-- Provided records follows --

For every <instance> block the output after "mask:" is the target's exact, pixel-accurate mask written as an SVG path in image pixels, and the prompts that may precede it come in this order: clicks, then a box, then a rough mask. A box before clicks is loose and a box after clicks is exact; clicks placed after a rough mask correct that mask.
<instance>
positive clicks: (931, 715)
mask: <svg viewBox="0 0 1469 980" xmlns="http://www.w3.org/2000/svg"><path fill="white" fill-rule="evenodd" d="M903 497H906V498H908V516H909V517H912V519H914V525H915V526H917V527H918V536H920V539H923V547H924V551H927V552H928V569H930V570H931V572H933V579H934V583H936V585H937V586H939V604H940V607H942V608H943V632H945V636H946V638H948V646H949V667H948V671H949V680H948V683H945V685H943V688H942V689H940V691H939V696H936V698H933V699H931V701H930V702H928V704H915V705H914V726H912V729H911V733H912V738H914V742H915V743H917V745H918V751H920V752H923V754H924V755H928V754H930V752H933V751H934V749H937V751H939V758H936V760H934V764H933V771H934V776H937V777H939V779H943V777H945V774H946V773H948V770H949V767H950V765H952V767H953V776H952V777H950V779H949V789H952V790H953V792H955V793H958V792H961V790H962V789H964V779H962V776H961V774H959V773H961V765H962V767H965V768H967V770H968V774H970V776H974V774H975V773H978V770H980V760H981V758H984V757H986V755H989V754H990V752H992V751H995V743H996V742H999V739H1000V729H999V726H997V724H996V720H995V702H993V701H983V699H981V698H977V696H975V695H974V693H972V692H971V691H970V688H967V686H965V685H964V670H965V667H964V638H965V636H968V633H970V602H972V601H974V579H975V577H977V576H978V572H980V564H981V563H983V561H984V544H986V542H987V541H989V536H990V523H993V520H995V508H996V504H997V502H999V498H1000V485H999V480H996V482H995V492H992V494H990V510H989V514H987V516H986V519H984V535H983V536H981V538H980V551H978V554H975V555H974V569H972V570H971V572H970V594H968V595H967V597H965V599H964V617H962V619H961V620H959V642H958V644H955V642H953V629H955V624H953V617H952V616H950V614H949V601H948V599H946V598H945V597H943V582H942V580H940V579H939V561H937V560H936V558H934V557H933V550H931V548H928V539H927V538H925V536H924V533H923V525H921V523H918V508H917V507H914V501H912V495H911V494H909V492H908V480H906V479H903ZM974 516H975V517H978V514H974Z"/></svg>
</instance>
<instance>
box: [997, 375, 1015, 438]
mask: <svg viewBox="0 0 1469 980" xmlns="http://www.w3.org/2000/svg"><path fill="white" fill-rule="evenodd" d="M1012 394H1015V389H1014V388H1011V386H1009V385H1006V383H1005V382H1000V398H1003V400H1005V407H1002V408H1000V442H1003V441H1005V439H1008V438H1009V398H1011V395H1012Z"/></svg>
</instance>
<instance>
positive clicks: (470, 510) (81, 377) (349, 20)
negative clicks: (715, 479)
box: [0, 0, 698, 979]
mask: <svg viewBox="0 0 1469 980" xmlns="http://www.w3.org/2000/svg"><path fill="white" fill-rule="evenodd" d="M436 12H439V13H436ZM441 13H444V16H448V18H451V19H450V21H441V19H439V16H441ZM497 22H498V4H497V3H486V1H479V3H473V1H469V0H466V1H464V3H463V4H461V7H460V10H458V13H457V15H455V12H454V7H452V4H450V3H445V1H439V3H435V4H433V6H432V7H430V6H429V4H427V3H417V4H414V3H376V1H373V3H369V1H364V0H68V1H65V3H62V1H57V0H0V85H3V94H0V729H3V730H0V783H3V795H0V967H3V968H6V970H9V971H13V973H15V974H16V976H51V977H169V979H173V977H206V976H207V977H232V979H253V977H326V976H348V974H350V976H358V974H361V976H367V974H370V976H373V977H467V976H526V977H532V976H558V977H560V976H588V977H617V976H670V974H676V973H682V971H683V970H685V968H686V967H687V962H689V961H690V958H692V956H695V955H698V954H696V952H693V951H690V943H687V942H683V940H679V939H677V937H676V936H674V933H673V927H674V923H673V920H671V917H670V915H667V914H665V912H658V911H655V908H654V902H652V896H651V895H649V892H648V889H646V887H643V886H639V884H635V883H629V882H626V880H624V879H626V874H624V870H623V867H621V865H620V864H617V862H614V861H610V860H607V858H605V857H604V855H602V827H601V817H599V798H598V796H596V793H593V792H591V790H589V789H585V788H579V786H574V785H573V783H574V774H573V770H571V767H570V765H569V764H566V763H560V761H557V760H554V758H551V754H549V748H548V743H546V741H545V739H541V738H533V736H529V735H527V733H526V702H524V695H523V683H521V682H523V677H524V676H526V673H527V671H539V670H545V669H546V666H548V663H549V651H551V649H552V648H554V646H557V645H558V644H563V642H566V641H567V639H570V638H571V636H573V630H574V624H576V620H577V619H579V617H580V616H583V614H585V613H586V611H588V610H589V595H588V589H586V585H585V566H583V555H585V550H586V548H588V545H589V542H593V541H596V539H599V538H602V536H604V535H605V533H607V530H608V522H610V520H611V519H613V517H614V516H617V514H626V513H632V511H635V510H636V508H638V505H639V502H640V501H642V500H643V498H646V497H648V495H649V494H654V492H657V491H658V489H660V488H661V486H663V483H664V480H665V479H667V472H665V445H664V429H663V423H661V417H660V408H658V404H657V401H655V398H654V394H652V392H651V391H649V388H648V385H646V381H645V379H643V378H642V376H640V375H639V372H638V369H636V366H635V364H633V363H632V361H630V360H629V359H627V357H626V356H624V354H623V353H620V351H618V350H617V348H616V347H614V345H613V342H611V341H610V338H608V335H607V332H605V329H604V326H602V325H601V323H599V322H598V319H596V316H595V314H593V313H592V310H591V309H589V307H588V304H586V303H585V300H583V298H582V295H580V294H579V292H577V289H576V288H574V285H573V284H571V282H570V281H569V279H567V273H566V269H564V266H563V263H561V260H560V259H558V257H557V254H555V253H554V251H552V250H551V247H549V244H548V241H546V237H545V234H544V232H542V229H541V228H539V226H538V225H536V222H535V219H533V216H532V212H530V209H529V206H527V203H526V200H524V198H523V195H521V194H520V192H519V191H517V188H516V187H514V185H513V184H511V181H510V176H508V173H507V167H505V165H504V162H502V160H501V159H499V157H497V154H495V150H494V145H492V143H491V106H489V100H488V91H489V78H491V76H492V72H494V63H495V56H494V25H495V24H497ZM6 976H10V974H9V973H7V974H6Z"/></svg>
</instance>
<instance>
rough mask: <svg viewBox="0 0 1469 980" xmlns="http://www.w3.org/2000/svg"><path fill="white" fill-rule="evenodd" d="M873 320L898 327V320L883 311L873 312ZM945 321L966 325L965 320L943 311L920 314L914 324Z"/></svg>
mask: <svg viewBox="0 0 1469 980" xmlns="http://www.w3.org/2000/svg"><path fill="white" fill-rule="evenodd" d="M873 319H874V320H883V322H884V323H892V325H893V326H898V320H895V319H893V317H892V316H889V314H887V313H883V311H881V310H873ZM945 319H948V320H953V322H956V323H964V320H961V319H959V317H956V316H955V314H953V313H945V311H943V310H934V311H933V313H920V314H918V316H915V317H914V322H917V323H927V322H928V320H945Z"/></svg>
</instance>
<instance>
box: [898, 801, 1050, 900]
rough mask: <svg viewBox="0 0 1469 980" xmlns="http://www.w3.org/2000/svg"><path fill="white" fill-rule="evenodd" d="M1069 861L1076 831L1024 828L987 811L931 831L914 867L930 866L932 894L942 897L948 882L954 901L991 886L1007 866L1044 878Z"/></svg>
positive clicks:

-- Provided records concluded --

About this exercise: Which lines in the rows contain the string "positive", matching case exactly? Copy each such line in full.

Task solution:
positive clicks: (931, 715)
positive clicks: (470, 510) (81, 377) (349, 20)
positive clicks:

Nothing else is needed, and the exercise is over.